▶ [課題 1] ビールセミナーの記事から、「2025年7月12日(土)、」を含む語句で書き始め、「ナーにも位置づけられました。」の後で書き終える範囲を、一字一句違えずに打ち直してください。
▶ [課題 2] ビールセミナーの記事で、川本幸民が製造または製作したと書かれているものをすべて挙げてください。
▶ [課題 3] ビールセミナーの記事を、最後の文の後から書き継いでください。

▶ [文書本文]
━━━━
2025.08.20
イベント・講演会
日本のビール史とクラフト文化をたどる「ビールセミナー」を開催

2025年7月12日(土)、経済学部の上宮智之ゼミによる特別セミナー「ビールセミナー」が開催されました。本セミナーでは、日本で初めてビールを醸造したとされる幕末の蘭学者・川本幸民(かわもとこうみん)の功績に着目し、その足跡から現代のクラフトビール文化までを体系的にたどりました。会場では、一般参加者を対象とした試飲会も実施され、多彩なビールの魅力に触れる機会となりました。なお、本セミナーは今年の三田ビール検定に向けたオープンセミナーにも位置づけられました。

第1部:川本幸民とビール(発表:経済学部3年生 矢田将之さん)

上宮ゼミの矢田将之さん(経済学部3年)が登壇し、日本におけるビール醸造の起源とされる川本幸民について研究成果を発表しました。幸民は1810年、三田藩(現・兵庫県三田市)に生まれ、「化学」という言葉を日本で初めて使用した人物として知られます。水素や酸素といった理科用語の普及をはじめ、マッチの製造や写真機の製作、さらには薩摩藩主・島津斉彬の依頼により蒸気機関の模型を製作するなど、多岐にわたる功績から「日本化学の祖」とも称されています。
━━━━
▶ [記載行一覧]
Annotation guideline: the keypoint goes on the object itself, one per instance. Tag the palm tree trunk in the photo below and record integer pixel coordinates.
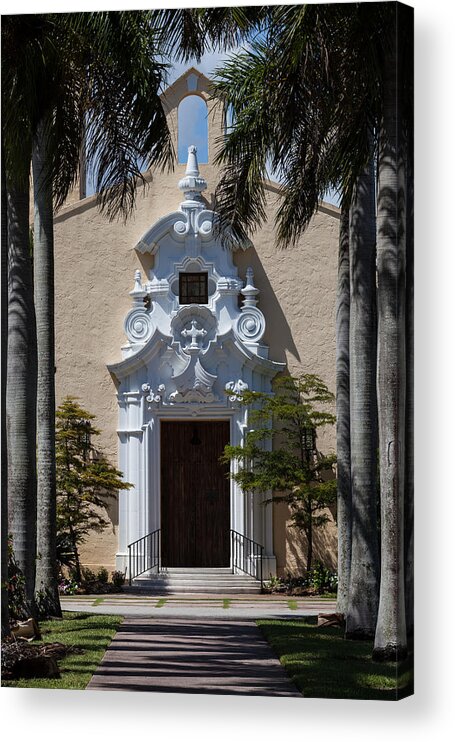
(409, 449)
(46, 567)
(390, 638)
(364, 577)
(21, 389)
(4, 454)
(344, 502)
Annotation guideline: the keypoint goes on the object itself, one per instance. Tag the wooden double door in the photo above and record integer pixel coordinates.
(195, 500)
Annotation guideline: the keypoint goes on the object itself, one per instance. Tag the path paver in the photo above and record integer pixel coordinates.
(192, 656)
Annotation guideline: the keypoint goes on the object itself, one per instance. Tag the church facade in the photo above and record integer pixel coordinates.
(161, 323)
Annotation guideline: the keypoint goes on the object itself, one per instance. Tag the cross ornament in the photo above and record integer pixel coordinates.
(194, 333)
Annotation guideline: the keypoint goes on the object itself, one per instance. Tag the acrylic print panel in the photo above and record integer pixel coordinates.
(231, 455)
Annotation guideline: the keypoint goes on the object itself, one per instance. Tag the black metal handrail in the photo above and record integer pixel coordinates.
(144, 554)
(247, 555)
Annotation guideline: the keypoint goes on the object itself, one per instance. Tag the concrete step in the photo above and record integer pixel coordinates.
(177, 580)
(163, 589)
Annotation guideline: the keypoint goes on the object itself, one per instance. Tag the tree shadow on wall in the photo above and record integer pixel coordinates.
(278, 335)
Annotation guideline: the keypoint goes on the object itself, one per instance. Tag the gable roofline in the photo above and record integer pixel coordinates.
(167, 93)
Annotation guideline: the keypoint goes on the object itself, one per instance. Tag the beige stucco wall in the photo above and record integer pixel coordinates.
(94, 270)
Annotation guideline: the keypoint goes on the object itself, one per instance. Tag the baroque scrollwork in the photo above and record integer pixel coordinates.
(138, 325)
(250, 326)
(236, 387)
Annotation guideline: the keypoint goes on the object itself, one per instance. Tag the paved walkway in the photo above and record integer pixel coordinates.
(200, 606)
(197, 656)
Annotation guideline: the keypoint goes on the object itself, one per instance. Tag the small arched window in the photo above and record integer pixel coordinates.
(193, 128)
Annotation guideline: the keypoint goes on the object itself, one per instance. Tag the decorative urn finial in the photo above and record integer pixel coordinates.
(192, 184)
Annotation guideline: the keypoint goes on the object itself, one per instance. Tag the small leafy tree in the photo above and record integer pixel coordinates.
(85, 481)
(280, 453)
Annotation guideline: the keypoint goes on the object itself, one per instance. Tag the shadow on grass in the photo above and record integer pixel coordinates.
(323, 664)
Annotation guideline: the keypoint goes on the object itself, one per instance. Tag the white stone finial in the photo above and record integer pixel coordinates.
(192, 184)
(138, 293)
(250, 291)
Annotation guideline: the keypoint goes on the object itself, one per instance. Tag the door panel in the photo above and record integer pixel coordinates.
(195, 498)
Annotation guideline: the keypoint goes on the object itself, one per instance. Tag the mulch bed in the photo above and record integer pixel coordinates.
(20, 659)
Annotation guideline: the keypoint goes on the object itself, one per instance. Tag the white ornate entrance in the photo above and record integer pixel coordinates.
(189, 344)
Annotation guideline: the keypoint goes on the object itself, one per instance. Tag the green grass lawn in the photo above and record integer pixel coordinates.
(323, 664)
(92, 633)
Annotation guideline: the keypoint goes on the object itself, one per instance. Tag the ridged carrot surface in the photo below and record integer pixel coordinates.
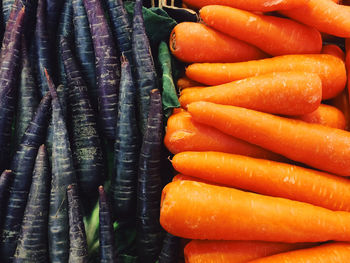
(327, 253)
(184, 46)
(252, 5)
(267, 177)
(274, 35)
(326, 115)
(316, 145)
(205, 251)
(201, 211)
(287, 93)
(330, 69)
(184, 134)
(325, 15)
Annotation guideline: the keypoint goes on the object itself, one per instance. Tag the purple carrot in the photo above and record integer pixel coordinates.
(107, 247)
(63, 174)
(28, 96)
(9, 72)
(86, 145)
(107, 66)
(22, 167)
(146, 76)
(149, 231)
(6, 179)
(78, 251)
(43, 56)
(32, 245)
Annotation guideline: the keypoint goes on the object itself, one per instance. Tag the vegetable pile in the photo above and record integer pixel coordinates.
(261, 142)
(81, 131)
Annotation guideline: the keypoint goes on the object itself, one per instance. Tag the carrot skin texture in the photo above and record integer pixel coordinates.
(28, 96)
(107, 66)
(185, 37)
(32, 245)
(43, 56)
(237, 217)
(63, 174)
(330, 69)
(106, 232)
(262, 31)
(256, 175)
(326, 253)
(6, 179)
(259, 5)
(86, 144)
(149, 232)
(78, 251)
(184, 134)
(170, 249)
(146, 76)
(65, 30)
(84, 49)
(325, 15)
(198, 251)
(184, 82)
(341, 102)
(22, 166)
(325, 115)
(287, 93)
(126, 148)
(121, 27)
(14, 8)
(10, 67)
(318, 146)
(334, 50)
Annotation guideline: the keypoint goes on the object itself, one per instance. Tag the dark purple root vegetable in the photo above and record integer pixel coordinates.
(107, 246)
(146, 77)
(149, 231)
(22, 167)
(170, 249)
(63, 174)
(9, 71)
(84, 50)
(78, 251)
(86, 145)
(28, 96)
(32, 245)
(107, 67)
(43, 53)
(6, 179)
(126, 148)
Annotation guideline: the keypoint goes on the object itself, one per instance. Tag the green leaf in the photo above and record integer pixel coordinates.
(169, 95)
(153, 18)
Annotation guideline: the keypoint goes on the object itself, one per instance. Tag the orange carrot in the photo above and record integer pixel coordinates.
(184, 82)
(316, 145)
(178, 110)
(330, 69)
(214, 46)
(287, 93)
(183, 134)
(205, 251)
(327, 253)
(342, 103)
(202, 211)
(326, 115)
(252, 5)
(274, 35)
(324, 15)
(181, 177)
(267, 177)
(334, 50)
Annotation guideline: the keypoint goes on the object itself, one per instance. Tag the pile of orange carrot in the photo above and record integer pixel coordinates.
(261, 143)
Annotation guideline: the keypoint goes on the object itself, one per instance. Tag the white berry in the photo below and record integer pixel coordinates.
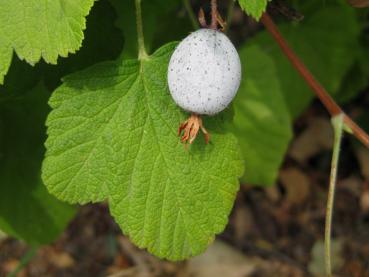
(204, 72)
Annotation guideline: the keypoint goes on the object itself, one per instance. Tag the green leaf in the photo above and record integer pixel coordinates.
(255, 8)
(157, 14)
(272, 89)
(262, 121)
(113, 134)
(27, 210)
(329, 50)
(46, 29)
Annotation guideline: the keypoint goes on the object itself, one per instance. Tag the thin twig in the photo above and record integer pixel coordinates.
(337, 123)
(191, 14)
(229, 15)
(214, 13)
(317, 88)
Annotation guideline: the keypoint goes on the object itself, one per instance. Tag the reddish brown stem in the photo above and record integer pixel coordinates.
(313, 83)
(214, 14)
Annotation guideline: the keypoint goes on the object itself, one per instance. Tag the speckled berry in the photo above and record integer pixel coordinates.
(204, 72)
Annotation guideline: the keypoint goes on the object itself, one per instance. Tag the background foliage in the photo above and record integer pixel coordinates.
(112, 126)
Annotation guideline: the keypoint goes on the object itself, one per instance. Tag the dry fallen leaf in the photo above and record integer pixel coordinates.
(297, 185)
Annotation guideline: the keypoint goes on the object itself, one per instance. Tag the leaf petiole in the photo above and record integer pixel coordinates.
(338, 126)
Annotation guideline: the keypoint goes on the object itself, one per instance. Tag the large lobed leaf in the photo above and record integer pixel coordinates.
(36, 29)
(113, 134)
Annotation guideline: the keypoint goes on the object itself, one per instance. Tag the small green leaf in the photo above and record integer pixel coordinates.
(113, 134)
(255, 8)
(36, 29)
(6, 53)
(27, 210)
(313, 42)
(262, 120)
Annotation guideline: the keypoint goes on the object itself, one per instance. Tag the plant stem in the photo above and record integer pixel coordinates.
(214, 13)
(338, 125)
(229, 15)
(191, 14)
(316, 87)
(140, 36)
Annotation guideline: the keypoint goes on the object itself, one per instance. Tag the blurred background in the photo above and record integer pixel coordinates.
(277, 225)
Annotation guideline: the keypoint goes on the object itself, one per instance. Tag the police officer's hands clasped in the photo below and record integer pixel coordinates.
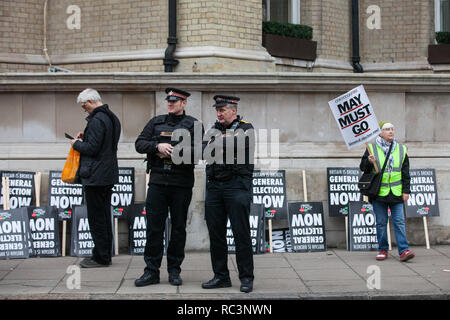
(165, 150)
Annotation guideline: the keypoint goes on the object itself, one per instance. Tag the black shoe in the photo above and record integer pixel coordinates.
(246, 285)
(215, 283)
(146, 279)
(91, 263)
(175, 279)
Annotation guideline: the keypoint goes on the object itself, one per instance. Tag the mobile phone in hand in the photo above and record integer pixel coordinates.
(68, 136)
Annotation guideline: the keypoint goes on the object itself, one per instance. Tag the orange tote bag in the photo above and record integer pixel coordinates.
(71, 166)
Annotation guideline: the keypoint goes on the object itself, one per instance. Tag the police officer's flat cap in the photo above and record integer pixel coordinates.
(174, 94)
(222, 100)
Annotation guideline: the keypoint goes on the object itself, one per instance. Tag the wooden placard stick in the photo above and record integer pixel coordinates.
(4, 193)
(63, 240)
(6, 197)
(270, 235)
(425, 227)
(370, 153)
(116, 236)
(305, 193)
(37, 187)
(389, 234)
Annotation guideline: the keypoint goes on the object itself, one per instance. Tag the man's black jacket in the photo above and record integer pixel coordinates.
(159, 130)
(367, 167)
(242, 161)
(98, 150)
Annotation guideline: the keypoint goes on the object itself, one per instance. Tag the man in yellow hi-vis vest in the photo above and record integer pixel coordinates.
(394, 190)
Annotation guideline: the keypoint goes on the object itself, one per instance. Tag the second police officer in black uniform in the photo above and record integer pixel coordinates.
(228, 193)
(170, 187)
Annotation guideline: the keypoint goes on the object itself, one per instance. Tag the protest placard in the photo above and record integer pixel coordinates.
(63, 196)
(137, 225)
(44, 229)
(14, 233)
(362, 231)
(355, 117)
(423, 199)
(256, 220)
(81, 243)
(306, 226)
(21, 188)
(269, 189)
(342, 189)
(281, 240)
(123, 192)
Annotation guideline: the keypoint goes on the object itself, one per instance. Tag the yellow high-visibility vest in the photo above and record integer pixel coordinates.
(392, 181)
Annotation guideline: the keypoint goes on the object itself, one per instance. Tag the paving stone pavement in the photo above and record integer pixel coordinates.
(334, 274)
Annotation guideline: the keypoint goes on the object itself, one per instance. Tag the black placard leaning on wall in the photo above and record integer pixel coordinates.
(137, 229)
(81, 242)
(281, 240)
(64, 196)
(123, 192)
(269, 189)
(21, 188)
(423, 199)
(362, 231)
(342, 189)
(14, 233)
(307, 226)
(256, 219)
(44, 230)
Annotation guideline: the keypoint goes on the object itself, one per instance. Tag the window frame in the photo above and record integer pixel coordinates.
(437, 16)
(294, 11)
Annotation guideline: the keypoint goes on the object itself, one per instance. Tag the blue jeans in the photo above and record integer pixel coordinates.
(381, 213)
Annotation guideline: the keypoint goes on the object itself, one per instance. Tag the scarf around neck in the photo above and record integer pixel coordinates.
(384, 145)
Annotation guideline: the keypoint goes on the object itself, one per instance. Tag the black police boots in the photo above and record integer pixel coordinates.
(146, 279)
(215, 283)
(246, 285)
(175, 279)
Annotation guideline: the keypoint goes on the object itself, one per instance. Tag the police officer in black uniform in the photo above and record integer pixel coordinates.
(170, 186)
(228, 193)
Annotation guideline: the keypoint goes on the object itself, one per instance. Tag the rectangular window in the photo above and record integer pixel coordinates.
(445, 15)
(281, 10)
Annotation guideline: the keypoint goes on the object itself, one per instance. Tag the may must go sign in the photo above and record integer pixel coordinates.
(355, 117)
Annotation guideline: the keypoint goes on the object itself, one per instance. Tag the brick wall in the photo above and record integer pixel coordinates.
(227, 23)
(405, 31)
(21, 26)
(108, 25)
(128, 25)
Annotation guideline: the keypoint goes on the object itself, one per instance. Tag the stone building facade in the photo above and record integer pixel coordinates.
(118, 48)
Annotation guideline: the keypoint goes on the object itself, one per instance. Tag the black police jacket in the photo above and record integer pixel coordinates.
(241, 163)
(159, 130)
(98, 150)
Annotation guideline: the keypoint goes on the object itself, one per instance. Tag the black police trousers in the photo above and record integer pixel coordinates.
(159, 200)
(230, 199)
(98, 203)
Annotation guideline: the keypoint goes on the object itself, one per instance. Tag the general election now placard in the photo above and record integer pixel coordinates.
(44, 230)
(423, 200)
(342, 189)
(64, 196)
(123, 192)
(281, 240)
(362, 231)
(14, 233)
(21, 188)
(81, 243)
(355, 117)
(306, 225)
(256, 220)
(137, 226)
(269, 189)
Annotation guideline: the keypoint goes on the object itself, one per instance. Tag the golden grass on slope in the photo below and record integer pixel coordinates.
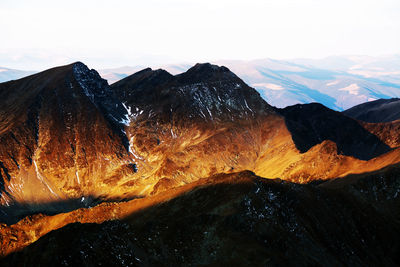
━━━━
▶ [最終回答 1]
2025年7月12日(土)、経済学部の上宮智之ゼミによる特別セミナー「ビールセミナー」が開催されました。本セミナーでは、日本で初めてビールを醸造したとされる幕末の蘭学者・川本幸民(かわもとこうみん)の功績に着目し、その足跡から現代のクラフトビール文化までを体系的にたどりました。会場では、一般参加者を対象とした試飲会も実施され、多彩なビールの魅力に触れる機会となりました。なお、本セミナーは今年の三田ビール検定に向けたオープンセミナーにも位置づけられました。

▶ [最終回答 2] マッチ、写真機、蒸気機関の模型の三つです。

▶ [最終回答 3]
ビールに関する取り組みとしては、1836年に蘭学者・高野長英が記した『二物考』や、幕末期の蘭和辞典『蛮語箋』など、オランダ語の文献から得た知見を背景に、1853年のペリー来航時、幸民が黒船に乗船し初めてビールを口にした体験に端を発します。味に感銘を受けた幸民は、自宅の庭でビールの味を再現しようと試みたとされ、浅草・曹源寺で行われた試飲会には緒方洪庵や桂小五郎など、幕末の著名人が参加したという逸話も紹介されました。

また、唯一ビールの醸造について記した著作『化学新書』の第488章には、麦芽・水・ホップを用いたレシピや、アルコール度数、保存方法に関する記述が残されており、幸民がビールをワインに次ぐ重要な酒として認識していたことがうかがえます。現在も、幸民の功績は三田市内の小学校に設けられた顕彰碑や、「三田ビール検定」(三田市主催)などを通じて顕彰されています。

第2部:幕末のビール「幸民麦酒」の再現(講師:小西酒造株式会社 辻巌氏)

小西酒造株式会社(兵庫県伊丹市)生産部顧問の辻巌氏が登壇し、川本幸民のビール醸造と、その再現に取り組む同社の取り組みについて解説しました。創業475年を超える歴史をもつ同社は、清酒を中心に、ベルギービールの輸入、さらには幕末の製法に基づいた「幸民麦酒」の製造など、多角的な醸造事業を展開しています。

辻氏は、日本のビール史をひもときながら、幸民の功績が文献に限られており、広く知られていない現状にも言及しました。幸民以前の記録としては、1807年にオランダ商館の医師ドゥーフが麦汁の製造に成功したものの発酵には至らなかった事例や、1613年に平戸(長崎県北部)へ来航したイギリス船にビールが積まれていた記録、1724年にオランダ商館長が江戸でビールを提供した記述など、輸入と製造の歴史の広がりが紹介されました。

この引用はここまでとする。